— START —

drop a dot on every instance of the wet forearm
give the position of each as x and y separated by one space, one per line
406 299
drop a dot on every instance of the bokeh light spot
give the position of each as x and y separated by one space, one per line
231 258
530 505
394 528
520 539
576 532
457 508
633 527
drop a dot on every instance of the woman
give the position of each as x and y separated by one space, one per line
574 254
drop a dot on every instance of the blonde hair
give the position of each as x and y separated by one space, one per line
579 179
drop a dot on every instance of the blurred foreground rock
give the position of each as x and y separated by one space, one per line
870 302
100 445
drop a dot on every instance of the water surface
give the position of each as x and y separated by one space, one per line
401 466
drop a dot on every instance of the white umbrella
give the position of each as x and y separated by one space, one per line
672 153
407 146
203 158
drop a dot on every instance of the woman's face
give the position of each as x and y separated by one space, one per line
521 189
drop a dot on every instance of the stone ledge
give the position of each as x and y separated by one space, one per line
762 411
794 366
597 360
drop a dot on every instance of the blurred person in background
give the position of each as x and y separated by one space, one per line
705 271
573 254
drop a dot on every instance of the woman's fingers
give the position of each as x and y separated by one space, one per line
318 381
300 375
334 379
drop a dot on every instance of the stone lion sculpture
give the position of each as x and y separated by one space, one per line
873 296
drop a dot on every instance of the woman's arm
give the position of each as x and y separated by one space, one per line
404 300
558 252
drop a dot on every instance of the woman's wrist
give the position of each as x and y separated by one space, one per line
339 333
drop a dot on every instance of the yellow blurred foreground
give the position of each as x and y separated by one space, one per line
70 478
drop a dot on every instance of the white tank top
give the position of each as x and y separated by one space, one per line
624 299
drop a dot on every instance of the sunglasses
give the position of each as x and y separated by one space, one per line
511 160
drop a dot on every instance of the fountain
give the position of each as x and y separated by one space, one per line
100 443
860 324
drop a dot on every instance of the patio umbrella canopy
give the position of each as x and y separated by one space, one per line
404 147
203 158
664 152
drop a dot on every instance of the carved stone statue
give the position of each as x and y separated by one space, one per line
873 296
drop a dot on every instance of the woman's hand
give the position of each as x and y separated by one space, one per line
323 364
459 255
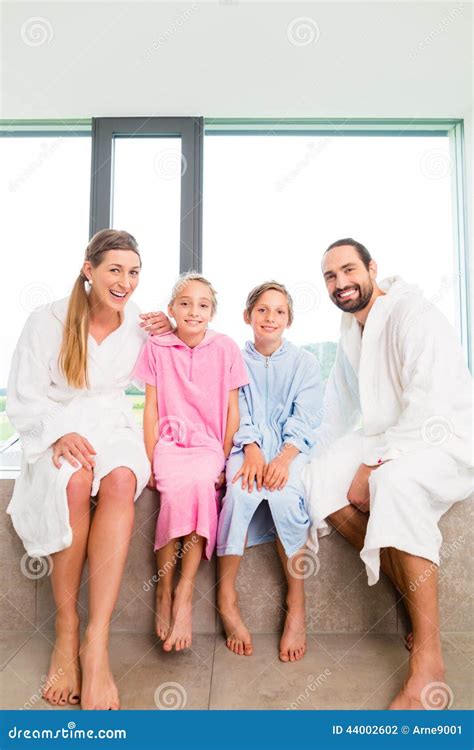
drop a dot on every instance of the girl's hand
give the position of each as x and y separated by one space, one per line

— END —
— START —

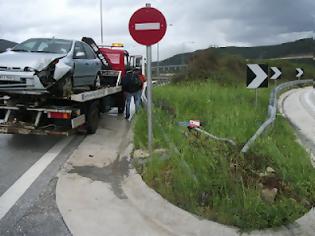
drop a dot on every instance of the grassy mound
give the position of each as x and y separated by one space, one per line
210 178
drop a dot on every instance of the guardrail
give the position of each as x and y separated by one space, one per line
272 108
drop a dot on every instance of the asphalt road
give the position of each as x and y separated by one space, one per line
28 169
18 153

— END —

Count the rows above that contain the word "foreground", treating uppercase and lowercase letters as different. Reply with the number alone.

Answer to the exercise :: 2